Only the lines from the one containing "Could you please spot the bicycle in" through the end of the material are to be echoed, each exactly as it appears.

---------- GIVEN INFORMATION ----------

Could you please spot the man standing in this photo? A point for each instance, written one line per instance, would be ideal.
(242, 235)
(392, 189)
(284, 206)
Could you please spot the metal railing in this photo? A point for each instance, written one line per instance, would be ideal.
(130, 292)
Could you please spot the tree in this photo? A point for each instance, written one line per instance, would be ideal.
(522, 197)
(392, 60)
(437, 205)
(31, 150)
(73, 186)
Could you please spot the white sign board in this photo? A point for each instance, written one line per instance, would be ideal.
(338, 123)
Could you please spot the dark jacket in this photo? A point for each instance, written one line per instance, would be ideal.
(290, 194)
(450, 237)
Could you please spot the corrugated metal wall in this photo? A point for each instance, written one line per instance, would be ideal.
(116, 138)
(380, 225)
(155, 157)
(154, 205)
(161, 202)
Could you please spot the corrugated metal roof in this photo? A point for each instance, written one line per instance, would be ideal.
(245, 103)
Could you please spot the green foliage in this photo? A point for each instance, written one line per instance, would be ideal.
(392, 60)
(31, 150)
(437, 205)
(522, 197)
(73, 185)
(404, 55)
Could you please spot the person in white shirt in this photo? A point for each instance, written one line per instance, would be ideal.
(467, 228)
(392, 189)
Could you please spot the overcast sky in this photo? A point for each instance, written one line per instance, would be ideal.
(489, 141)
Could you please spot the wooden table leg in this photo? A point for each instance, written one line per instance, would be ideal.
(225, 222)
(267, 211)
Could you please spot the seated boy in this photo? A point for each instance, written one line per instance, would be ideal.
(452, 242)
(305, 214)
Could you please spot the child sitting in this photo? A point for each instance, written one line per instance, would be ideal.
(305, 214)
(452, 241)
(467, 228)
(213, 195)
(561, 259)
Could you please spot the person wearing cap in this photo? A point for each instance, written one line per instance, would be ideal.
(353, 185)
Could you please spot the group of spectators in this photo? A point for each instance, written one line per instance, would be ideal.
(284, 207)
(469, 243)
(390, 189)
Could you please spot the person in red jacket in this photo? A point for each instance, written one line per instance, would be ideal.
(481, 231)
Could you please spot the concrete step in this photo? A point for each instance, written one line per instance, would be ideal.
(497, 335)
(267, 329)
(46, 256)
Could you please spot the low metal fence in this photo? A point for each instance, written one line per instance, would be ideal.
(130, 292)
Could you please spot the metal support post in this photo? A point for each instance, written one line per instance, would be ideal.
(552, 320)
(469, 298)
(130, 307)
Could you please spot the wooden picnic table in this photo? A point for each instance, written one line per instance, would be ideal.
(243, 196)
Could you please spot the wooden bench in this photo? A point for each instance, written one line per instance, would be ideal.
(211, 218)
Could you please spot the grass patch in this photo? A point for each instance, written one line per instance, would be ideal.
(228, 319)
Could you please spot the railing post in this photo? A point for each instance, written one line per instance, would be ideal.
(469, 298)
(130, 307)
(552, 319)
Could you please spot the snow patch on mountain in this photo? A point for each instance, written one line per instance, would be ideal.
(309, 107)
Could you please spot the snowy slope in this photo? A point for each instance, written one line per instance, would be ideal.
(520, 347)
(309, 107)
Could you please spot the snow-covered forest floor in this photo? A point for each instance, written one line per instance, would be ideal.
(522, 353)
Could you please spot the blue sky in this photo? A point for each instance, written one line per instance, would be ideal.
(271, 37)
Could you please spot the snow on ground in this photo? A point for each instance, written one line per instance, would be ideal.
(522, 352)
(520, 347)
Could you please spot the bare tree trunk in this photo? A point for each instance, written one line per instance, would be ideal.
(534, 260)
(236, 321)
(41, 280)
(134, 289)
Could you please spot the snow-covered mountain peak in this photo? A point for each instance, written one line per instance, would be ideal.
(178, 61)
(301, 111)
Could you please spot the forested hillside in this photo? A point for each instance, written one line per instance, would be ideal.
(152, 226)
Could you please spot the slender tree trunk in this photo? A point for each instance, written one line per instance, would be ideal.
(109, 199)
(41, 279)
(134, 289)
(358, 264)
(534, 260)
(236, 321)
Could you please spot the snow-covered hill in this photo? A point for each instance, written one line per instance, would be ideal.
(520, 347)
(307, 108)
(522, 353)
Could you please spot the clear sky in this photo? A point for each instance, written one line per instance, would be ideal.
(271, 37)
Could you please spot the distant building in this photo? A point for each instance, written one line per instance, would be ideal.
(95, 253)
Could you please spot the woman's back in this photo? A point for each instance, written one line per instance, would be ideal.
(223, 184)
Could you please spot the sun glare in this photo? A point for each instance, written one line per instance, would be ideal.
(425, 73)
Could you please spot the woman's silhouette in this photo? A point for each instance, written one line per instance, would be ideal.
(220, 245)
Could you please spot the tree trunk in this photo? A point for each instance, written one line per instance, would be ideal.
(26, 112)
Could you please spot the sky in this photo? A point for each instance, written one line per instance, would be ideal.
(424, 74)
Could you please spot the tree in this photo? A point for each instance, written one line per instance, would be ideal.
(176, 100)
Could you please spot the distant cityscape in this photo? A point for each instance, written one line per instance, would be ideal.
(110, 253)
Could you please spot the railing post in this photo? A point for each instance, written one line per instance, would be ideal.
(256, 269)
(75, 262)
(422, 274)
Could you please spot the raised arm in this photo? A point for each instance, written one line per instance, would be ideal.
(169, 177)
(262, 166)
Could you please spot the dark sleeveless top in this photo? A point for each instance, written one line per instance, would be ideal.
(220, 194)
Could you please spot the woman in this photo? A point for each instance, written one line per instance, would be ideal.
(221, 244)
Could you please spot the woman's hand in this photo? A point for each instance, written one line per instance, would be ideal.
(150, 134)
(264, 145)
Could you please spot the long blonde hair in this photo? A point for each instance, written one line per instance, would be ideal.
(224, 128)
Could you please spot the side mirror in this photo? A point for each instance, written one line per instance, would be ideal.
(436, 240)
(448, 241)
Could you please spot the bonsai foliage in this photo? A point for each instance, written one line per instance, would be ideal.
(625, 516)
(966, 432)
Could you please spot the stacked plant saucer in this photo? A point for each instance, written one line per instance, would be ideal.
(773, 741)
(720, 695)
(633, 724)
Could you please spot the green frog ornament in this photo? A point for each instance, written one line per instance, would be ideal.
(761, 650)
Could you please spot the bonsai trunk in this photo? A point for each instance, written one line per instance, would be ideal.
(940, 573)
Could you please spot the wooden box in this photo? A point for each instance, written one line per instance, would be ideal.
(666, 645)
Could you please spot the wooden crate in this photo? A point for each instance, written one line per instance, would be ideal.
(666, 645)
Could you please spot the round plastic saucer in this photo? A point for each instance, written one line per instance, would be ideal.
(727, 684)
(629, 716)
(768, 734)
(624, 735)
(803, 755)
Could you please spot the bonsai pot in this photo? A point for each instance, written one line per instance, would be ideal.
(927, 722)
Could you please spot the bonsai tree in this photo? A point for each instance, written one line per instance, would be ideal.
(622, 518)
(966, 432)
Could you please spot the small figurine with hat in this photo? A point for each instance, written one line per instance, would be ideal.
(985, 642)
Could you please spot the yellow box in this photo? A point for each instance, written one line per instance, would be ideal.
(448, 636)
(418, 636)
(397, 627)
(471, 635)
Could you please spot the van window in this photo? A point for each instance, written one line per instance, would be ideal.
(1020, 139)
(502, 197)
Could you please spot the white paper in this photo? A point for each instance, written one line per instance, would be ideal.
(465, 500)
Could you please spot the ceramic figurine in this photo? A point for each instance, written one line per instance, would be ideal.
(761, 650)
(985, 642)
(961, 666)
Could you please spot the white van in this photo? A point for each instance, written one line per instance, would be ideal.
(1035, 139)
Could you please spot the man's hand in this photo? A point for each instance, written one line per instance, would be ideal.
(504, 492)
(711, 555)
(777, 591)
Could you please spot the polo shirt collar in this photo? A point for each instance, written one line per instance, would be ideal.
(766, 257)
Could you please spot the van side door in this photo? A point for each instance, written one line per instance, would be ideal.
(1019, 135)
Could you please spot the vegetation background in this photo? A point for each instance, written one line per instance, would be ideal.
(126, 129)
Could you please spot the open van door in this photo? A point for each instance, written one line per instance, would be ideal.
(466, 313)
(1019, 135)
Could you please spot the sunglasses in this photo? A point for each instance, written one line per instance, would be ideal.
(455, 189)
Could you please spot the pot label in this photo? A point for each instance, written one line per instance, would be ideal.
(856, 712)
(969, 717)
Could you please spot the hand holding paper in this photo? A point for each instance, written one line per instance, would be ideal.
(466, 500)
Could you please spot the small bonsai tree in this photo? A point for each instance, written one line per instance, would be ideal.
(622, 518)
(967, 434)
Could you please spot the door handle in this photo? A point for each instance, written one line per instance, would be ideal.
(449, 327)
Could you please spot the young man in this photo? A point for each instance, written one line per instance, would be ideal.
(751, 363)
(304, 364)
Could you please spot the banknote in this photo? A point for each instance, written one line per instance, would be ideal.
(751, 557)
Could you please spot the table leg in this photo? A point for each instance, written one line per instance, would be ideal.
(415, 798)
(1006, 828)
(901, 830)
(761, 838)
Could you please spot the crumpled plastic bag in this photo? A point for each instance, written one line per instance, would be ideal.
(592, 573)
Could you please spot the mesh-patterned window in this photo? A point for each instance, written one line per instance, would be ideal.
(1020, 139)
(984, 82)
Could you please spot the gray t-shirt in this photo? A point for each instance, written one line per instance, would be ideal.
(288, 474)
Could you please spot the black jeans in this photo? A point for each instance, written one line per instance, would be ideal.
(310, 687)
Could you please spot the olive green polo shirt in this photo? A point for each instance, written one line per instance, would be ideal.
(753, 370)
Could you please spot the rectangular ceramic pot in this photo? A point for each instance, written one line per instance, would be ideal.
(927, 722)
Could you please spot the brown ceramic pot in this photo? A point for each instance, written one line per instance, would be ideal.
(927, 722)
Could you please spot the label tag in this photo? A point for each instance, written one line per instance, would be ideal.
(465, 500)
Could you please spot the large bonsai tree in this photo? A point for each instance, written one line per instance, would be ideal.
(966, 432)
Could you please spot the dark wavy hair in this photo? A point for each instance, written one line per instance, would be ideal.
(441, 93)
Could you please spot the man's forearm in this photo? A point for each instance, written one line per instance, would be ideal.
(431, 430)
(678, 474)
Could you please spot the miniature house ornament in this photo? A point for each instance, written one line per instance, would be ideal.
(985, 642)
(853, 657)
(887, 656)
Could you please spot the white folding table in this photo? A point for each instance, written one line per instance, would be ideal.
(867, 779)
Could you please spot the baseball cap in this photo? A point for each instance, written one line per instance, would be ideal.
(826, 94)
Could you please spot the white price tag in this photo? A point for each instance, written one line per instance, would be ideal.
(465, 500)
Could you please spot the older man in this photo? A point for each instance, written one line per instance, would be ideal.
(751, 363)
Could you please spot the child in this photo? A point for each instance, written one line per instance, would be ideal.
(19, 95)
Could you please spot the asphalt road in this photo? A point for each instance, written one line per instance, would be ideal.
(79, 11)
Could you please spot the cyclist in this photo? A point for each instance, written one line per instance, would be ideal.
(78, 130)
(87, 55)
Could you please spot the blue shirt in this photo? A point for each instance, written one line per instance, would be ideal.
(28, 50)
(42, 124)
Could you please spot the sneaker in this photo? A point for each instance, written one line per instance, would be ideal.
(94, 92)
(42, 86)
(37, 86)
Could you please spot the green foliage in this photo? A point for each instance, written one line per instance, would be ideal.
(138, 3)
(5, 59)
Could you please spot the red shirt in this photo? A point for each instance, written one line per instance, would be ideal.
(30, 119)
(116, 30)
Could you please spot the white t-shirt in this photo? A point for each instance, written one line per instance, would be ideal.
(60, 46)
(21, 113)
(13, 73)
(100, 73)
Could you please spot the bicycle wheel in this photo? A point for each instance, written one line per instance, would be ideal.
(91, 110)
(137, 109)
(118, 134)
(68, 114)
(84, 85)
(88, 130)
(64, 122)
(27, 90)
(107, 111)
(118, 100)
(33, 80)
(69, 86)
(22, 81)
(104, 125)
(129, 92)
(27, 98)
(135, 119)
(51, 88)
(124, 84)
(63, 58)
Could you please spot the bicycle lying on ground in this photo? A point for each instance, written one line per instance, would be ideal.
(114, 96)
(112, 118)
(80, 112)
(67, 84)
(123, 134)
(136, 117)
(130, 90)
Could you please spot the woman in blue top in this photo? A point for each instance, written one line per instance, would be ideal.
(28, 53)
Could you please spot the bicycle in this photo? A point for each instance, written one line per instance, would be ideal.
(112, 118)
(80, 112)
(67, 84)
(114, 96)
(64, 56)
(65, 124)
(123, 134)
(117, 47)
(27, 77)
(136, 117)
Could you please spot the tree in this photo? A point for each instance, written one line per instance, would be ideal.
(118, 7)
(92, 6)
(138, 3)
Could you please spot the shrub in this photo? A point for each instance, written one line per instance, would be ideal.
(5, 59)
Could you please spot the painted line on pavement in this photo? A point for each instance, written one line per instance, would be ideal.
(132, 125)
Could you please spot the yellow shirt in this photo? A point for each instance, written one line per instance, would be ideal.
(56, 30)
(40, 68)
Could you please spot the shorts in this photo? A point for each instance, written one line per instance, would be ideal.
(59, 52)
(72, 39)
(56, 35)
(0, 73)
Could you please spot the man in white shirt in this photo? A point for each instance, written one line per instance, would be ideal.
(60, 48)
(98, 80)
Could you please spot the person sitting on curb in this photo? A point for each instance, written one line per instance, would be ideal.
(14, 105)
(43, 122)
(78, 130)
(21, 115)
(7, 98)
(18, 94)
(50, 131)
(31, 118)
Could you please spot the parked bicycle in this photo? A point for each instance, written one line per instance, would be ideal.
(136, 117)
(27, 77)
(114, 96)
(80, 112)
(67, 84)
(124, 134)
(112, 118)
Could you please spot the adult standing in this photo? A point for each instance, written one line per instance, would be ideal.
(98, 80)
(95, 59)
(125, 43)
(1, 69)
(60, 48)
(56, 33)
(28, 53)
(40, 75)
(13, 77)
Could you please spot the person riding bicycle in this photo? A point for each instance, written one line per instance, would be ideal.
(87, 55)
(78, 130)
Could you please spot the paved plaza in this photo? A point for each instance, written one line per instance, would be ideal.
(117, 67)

----------

* **EXERCISE SOLUTION**:
Could you please spot the bicycle in this photo? A point for each instance, written one line per instance, would be ideal.
(112, 118)
(80, 112)
(67, 84)
(114, 96)
(64, 56)
(65, 124)
(123, 134)
(117, 47)
(27, 77)
(136, 117)
Could you please spot the tree in this photo? A point for each instance, written one line per instance, would be ideal.
(118, 7)
(92, 6)
(138, 3)
Could you please spot the shrub in this photo? A point for each instance, written one line per instance, would be ideal.
(5, 59)
Could you please spot the painted line on pavement in this photo? A point for each instance, written one line per instance, would be ideal.
(132, 125)
Could you please spot the yellow shirt in this photo? A point for each instance, written one line per instance, would be ideal.
(56, 30)
(40, 68)
Could you please spot the shorts in this photo? A point for each instance, written one line per instance, would be ideal.
(59, 52)
(72, 39)
(56, 35)
(0, 73)
Could you please spot the man in white shirt in this photo? A point for each instance, written one line per instance, would be ideal.
(60, 48)
(98, 80)
Could you please spot the person sitting on curb in this photo? A point for each instance, written one line per instance, would be ideal.
(14, 105)
(43, 122)
(78, 130)
(21, 115)
(7, 98)
(18, 94)
(50, 131)
(31, 118)
Could you please spot the parked bicycle in this photo? A point for each instance, written one line per instance, would be ideal.
(136, 117)
(27, 77)
(114, 96)
(80, 112)
(67, 84)
(124, 134)
(112, 118)
Could you please spot the adult standing in this photo? A point for each instance, written one line per instance, would be ideal.
(98, 80)
(95, 59)
(125, 43)
(1, 69)
(60, 48)
(56, 33)
(28, 53)
(40, 75)
(13, 77)
Could you please spot the person riding bicycle in this photo? A point for each instance, written one line per instance, would be ideal.
(87, 55)
(78, 130)
Could you please spot the paved plaza in this photo? A point for each instance, written one line per instance, would be ideal.
(117, 67)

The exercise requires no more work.